▼
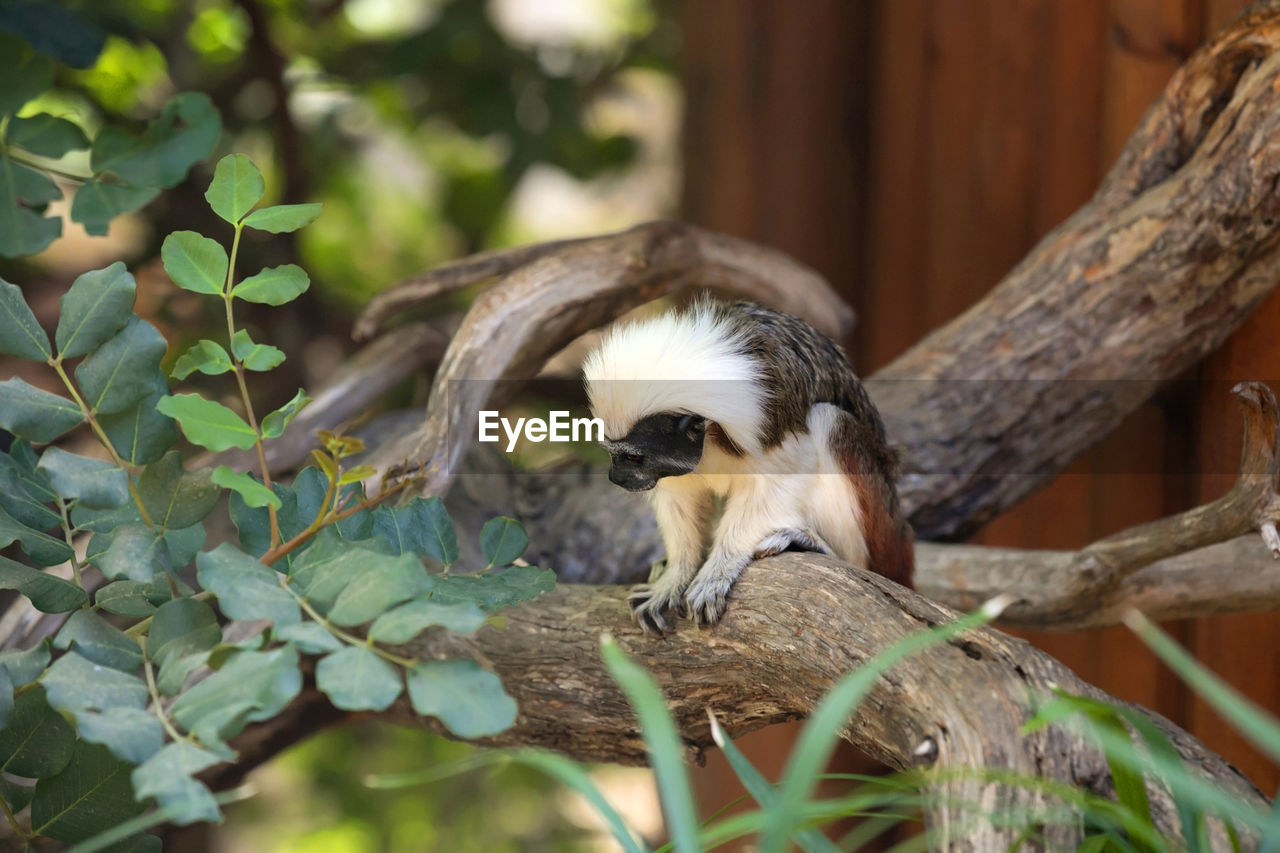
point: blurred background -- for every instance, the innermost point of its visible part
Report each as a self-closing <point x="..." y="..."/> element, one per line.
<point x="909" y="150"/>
▲
▼
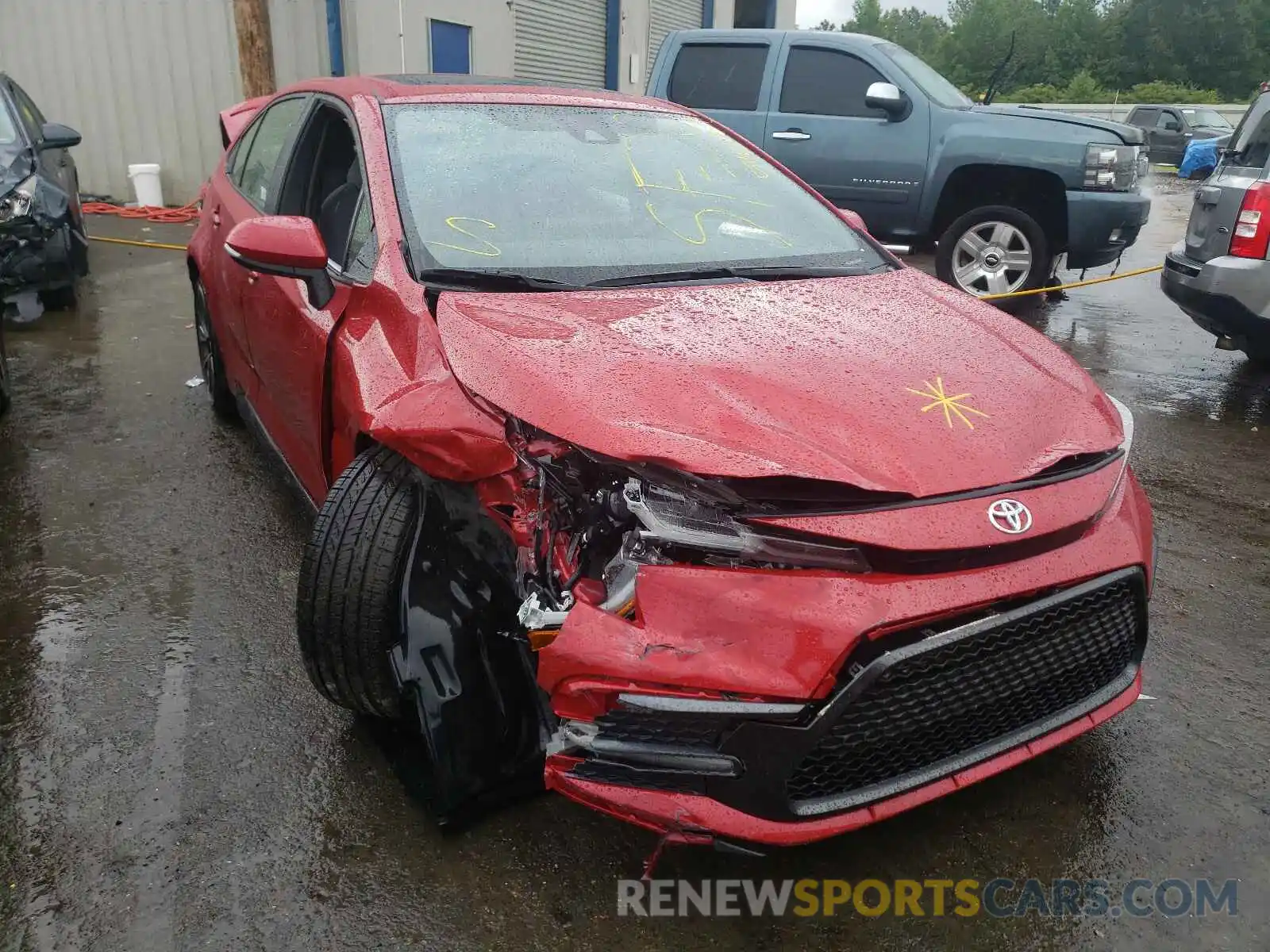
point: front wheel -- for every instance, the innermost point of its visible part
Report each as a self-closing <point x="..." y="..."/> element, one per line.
▲
▼
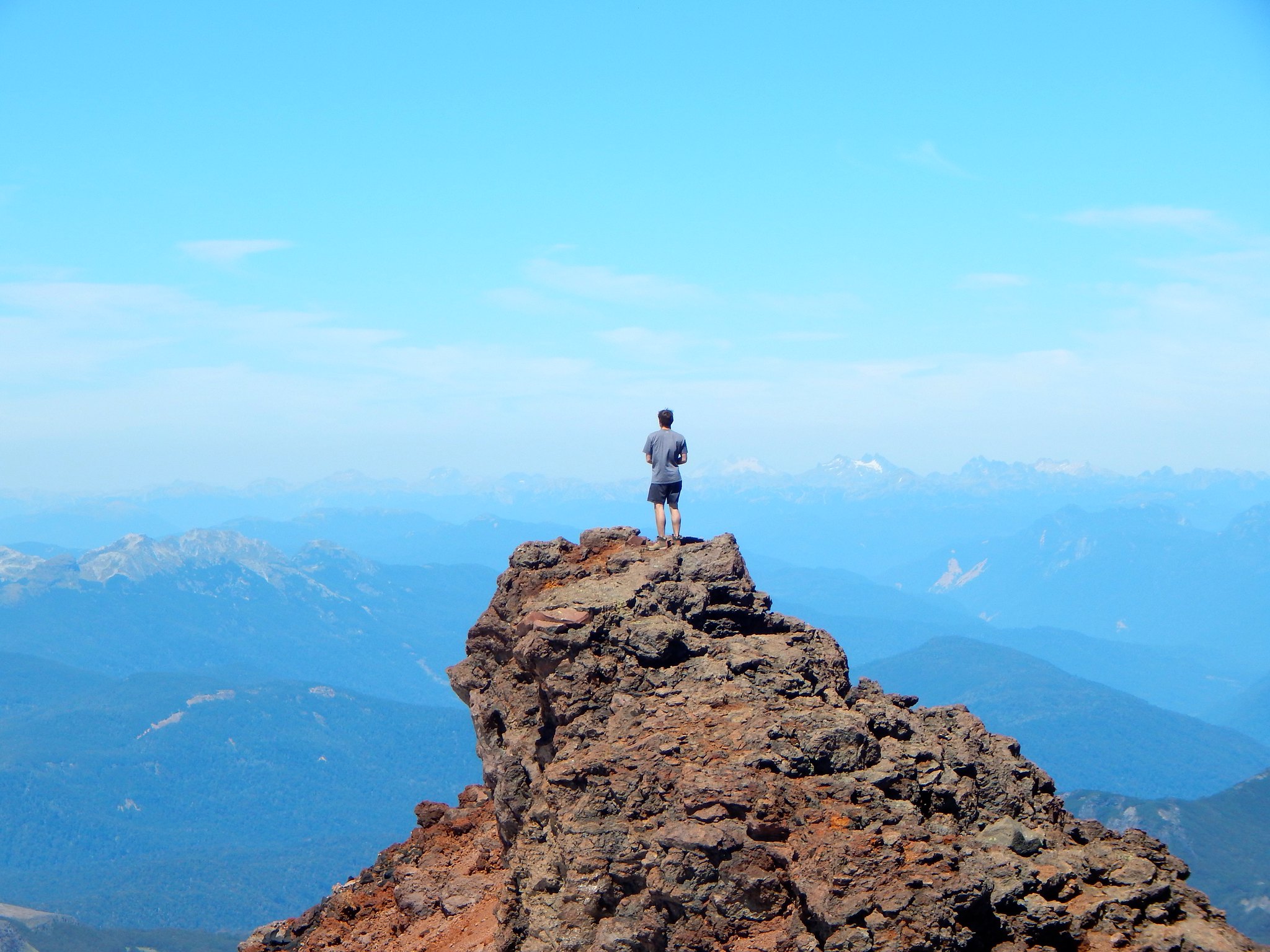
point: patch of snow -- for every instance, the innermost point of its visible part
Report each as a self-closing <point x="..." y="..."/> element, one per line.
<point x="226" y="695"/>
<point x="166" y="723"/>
▲
- [Required task]: Display every line of the records that contains the string "innermost", reproducing each such line in full.

- [Result below]:
point: blurred background -- for every instance, the innermost point of its visible part
point: front wheel -- for every instance, the innermost point of its visible part
point: patch of snow -- for every instance, the innermost point of its visible part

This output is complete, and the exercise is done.